[Data shown — start]

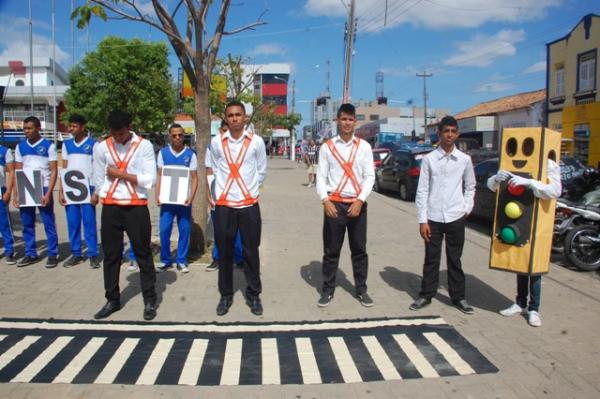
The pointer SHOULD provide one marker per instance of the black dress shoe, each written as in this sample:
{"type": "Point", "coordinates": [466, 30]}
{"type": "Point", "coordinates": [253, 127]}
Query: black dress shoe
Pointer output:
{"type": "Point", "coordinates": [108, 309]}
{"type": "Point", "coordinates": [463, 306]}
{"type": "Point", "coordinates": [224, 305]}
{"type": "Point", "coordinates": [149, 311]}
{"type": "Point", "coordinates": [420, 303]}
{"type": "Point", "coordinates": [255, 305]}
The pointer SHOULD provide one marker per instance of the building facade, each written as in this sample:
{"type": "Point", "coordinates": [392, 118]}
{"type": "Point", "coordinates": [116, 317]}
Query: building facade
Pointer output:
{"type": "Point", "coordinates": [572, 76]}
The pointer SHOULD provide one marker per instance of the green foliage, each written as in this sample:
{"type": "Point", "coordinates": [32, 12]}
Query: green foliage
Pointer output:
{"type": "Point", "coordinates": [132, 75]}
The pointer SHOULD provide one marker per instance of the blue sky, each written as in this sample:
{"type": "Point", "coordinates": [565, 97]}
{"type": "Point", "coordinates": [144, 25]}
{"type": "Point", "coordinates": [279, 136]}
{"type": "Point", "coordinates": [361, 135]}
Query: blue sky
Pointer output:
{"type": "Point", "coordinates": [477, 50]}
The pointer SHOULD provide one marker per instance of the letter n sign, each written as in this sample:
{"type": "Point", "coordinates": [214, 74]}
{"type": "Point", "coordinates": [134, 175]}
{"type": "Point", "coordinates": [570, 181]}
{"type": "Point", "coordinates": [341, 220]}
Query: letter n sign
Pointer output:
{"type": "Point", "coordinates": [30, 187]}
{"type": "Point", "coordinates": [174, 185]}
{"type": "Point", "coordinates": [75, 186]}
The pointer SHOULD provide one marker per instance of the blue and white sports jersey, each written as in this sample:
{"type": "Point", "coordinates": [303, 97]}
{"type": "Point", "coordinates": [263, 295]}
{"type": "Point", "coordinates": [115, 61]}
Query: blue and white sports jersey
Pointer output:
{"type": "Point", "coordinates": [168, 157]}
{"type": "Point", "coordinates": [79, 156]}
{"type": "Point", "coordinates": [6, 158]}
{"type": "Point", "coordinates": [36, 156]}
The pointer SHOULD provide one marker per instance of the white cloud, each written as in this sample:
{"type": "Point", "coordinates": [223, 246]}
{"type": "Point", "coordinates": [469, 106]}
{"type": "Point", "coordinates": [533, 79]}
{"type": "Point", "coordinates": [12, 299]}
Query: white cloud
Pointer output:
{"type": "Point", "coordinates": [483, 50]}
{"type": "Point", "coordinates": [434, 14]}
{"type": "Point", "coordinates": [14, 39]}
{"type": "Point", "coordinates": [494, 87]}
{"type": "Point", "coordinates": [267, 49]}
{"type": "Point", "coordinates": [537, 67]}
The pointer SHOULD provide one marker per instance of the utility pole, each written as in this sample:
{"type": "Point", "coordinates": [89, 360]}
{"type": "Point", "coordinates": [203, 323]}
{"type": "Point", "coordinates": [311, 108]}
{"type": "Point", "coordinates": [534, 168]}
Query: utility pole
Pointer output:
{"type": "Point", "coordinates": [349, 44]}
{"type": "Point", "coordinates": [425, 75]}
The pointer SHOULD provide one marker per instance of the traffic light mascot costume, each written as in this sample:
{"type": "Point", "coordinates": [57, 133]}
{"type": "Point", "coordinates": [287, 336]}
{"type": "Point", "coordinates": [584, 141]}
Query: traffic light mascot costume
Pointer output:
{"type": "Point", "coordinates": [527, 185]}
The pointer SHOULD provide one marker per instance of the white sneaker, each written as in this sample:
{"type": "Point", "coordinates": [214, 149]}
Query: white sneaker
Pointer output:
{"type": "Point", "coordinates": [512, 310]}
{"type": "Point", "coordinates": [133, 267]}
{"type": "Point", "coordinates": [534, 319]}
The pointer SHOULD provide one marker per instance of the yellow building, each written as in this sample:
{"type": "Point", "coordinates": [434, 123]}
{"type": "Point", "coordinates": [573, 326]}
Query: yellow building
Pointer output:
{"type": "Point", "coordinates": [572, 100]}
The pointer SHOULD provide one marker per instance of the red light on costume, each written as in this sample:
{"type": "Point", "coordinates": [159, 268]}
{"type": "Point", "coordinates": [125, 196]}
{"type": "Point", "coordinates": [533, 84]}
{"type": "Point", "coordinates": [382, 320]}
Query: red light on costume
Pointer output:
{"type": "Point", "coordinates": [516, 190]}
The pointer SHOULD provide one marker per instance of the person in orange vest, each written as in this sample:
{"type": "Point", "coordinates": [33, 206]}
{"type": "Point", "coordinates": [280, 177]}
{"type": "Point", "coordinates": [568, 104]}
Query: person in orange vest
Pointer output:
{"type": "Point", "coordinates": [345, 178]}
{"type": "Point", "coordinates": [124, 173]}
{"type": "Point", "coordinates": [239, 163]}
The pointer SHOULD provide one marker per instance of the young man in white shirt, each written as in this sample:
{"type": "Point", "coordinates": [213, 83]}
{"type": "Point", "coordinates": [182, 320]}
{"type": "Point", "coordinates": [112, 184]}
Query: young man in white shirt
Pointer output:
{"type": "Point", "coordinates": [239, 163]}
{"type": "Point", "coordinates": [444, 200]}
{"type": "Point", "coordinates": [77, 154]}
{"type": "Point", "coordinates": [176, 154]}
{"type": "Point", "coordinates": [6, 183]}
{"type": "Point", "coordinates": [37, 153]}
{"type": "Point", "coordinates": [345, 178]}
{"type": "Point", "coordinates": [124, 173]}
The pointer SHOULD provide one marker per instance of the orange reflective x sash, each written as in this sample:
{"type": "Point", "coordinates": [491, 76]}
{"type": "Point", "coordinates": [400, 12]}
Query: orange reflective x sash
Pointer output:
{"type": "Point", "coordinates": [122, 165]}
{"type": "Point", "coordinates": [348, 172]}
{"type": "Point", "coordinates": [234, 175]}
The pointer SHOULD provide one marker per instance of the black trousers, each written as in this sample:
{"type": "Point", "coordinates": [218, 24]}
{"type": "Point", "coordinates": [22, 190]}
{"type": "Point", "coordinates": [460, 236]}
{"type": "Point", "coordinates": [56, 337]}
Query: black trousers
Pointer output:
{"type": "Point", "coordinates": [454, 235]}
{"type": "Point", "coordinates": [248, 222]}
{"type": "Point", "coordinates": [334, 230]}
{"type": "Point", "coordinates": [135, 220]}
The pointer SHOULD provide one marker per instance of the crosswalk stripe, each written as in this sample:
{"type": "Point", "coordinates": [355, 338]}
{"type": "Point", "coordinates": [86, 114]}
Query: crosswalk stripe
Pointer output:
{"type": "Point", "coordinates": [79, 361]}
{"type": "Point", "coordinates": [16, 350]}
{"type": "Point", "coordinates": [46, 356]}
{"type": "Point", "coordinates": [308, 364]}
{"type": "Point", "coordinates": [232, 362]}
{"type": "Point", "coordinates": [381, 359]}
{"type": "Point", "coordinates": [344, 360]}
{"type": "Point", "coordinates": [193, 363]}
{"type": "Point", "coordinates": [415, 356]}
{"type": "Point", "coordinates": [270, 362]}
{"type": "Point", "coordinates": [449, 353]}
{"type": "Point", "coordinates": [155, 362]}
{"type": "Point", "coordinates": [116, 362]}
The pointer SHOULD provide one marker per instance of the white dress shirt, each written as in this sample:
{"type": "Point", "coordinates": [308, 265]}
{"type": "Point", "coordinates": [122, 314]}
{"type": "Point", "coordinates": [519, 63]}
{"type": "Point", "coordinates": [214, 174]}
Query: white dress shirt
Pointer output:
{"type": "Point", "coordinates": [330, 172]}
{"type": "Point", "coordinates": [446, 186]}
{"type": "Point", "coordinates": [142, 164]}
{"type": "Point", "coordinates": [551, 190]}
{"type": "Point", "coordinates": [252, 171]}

[Data shown — finish]
[Data shown — start]

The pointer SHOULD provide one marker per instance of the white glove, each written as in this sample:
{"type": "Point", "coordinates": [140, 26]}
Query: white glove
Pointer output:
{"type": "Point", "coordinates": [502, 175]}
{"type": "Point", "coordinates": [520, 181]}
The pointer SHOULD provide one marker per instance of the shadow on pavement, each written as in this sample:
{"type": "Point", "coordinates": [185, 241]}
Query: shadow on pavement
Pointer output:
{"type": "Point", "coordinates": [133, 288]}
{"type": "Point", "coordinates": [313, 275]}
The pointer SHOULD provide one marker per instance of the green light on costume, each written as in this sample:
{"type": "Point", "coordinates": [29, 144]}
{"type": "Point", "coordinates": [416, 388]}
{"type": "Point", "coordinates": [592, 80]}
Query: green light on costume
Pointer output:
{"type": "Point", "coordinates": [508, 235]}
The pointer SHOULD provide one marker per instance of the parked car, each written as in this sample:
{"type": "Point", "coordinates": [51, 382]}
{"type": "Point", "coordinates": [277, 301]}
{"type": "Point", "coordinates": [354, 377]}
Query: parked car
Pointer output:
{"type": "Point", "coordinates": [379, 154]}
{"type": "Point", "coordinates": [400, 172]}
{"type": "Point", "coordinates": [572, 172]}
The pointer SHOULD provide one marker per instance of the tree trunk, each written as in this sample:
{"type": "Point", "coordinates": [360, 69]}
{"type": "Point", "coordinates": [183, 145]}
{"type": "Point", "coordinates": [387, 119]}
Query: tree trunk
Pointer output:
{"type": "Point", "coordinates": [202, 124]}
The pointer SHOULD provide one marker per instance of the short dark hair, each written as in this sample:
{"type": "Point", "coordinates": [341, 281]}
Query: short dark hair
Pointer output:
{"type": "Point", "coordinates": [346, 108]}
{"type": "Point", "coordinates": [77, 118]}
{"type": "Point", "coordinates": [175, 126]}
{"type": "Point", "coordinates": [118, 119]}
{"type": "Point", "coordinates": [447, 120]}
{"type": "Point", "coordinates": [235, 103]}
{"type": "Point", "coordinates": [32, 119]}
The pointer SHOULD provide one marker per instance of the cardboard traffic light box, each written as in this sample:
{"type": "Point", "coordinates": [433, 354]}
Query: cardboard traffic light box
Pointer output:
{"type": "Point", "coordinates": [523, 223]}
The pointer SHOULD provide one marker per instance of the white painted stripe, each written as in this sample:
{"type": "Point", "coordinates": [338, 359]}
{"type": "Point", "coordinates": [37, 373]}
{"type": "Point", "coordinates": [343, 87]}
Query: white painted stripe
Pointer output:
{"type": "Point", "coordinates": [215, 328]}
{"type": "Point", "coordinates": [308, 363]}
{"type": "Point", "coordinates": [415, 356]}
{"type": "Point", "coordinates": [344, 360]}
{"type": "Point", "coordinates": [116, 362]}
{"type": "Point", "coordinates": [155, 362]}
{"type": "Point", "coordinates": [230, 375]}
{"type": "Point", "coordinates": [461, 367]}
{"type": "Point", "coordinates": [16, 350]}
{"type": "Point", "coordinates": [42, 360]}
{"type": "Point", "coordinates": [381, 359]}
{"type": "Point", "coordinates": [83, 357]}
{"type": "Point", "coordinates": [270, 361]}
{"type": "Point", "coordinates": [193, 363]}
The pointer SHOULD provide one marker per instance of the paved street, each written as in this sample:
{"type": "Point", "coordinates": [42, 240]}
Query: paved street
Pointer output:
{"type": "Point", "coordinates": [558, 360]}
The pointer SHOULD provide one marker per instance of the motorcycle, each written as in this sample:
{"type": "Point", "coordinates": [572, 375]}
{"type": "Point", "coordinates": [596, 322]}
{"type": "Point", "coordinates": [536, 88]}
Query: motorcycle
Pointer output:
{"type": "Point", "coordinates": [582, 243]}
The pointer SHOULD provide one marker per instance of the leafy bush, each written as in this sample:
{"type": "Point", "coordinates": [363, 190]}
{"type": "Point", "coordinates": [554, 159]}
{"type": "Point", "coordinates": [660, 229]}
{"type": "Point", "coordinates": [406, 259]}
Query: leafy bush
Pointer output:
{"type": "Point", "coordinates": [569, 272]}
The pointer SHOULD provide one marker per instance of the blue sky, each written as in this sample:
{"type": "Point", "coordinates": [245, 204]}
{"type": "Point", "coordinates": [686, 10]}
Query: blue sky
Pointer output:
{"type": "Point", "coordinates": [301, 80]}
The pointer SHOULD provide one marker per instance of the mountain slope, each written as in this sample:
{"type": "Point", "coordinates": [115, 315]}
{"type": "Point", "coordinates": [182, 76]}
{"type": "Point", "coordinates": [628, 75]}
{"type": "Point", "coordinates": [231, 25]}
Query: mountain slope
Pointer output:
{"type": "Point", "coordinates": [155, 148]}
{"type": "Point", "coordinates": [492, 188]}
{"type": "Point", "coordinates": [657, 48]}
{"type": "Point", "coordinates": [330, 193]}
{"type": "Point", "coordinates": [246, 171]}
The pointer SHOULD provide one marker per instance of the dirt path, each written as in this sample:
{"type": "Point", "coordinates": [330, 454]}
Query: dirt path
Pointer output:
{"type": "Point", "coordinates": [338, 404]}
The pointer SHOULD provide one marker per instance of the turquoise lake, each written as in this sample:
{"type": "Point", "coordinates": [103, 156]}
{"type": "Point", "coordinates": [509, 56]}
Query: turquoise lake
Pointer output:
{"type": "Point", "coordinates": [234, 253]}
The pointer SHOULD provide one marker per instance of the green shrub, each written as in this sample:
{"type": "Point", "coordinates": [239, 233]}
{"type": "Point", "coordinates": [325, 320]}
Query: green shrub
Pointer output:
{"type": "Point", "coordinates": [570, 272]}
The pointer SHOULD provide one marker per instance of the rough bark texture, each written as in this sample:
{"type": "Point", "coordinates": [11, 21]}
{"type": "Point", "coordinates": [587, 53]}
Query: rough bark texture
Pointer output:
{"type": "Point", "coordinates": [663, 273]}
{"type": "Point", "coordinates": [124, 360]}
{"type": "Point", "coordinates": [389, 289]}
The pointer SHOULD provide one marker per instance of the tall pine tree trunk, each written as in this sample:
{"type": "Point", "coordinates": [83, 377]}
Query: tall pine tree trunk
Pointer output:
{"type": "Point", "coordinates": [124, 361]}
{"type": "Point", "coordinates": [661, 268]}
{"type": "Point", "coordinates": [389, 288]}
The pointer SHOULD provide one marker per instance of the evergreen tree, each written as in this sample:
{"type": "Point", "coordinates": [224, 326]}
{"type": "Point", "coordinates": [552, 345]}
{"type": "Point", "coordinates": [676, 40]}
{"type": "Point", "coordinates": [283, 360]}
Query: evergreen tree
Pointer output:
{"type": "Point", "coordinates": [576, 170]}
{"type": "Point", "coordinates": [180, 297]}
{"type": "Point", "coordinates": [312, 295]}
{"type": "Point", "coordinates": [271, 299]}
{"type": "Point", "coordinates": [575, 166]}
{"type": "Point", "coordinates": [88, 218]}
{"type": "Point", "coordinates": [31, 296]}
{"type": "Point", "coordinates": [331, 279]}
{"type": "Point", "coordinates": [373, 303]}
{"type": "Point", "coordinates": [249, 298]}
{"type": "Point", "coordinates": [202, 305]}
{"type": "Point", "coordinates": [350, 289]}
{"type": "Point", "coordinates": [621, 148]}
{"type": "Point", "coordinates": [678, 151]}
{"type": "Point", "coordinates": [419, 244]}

[Data shown — finish]
[Data shown — start]

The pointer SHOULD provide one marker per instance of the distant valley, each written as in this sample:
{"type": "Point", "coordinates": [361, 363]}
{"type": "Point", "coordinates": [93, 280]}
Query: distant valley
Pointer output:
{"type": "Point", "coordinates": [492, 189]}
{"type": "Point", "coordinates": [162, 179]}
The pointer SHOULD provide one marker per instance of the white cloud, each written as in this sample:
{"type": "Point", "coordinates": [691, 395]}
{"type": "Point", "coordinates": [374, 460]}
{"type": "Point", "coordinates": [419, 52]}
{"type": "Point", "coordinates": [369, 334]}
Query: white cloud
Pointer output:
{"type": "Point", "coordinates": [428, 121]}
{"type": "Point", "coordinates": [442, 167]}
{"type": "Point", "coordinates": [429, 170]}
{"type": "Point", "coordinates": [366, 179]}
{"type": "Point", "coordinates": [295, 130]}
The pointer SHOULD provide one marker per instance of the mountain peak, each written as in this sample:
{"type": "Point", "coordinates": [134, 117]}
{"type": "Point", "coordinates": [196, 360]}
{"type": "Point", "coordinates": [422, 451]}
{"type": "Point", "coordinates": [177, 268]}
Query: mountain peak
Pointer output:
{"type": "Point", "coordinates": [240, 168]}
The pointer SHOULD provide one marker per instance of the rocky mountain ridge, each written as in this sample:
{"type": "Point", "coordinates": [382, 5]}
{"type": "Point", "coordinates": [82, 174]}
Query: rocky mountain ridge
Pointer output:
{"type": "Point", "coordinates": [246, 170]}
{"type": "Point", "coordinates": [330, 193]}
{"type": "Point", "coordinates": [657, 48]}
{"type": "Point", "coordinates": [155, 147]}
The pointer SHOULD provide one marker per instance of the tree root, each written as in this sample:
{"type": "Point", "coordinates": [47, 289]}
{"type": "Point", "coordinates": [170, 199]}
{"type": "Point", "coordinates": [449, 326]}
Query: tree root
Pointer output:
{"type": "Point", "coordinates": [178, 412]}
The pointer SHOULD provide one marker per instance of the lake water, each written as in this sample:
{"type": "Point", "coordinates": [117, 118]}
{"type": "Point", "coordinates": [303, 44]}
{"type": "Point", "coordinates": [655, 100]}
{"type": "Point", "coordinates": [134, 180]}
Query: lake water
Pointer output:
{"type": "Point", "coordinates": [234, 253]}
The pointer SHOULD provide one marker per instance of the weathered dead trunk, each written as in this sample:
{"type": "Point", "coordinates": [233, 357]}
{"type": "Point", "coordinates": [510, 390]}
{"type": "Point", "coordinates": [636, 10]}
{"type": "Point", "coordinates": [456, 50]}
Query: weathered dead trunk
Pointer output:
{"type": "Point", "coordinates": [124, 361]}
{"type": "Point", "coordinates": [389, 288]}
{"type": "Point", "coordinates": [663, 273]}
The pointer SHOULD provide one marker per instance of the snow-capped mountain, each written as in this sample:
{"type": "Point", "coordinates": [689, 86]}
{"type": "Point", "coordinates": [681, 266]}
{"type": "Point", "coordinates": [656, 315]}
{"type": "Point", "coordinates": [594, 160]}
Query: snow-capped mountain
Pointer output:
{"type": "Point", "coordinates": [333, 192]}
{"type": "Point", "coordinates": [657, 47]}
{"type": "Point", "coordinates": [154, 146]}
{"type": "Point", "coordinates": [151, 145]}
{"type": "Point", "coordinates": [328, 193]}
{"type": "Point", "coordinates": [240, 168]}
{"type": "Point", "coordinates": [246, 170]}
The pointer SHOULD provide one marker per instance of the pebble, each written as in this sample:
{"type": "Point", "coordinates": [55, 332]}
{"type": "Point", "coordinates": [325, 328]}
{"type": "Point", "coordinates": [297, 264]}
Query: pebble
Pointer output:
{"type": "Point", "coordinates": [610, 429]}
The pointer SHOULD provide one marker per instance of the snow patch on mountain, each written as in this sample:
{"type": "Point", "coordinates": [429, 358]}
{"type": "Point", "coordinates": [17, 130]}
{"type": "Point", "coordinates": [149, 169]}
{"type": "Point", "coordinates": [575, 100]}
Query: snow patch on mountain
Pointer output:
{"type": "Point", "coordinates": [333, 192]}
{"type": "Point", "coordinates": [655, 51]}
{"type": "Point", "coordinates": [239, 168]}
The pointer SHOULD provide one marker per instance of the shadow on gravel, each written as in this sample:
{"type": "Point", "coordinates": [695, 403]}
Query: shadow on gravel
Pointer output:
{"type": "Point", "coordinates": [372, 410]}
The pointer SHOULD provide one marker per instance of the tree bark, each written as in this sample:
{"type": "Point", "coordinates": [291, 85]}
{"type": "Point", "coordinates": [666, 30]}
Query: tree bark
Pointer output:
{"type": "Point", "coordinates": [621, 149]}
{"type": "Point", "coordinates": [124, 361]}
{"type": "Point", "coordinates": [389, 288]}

[Data shown — finish]

Exercise prompt:
Only the lines above starting at the line that holds "Query: pebble" and ending at the line that holds "Query: tree bark" are to be repeated, exactly and in full.

Solution to this task:
Query: pebble
Pointer output:
{"type": "Point", "coordinates": [610, 429]}
The pointer SHOULD provide one marker per instance of the snow patch on mountain, each written as in this sample:
{"type": "Point", "coordinates": [429, 358]}
{"type": "Point", "coordinates": [17, 130]}
{"type": "Point", "coordinates": [149, 169]}
{"type": "Point", "coordinates": [575, 100]}
Query: snow patch on mountain
Pointer output:
{"type": "Point", "coordinates": [333, 192]}
{"type": "Point", "coordinates": [655, 51]}
{"type": "Point", "coordinates": [239, 168]}
The pointer SHOULD provide one marker per instance of the shadow on gravel, each written as in this sample:
{"type": "Point", "coordinates": [695, 403]}
Query: shadow on gravel
Pointer output:
{"type": "Point", "coordinates": [372, 410]}
The pointer SHOULD provide one marker per instance of the tree bark, each written as in this sample:
{"type": "Point", "coordinates": [291, 85]}
{"type": "Point", "coordinates": [666, 30]}
Query: tree bark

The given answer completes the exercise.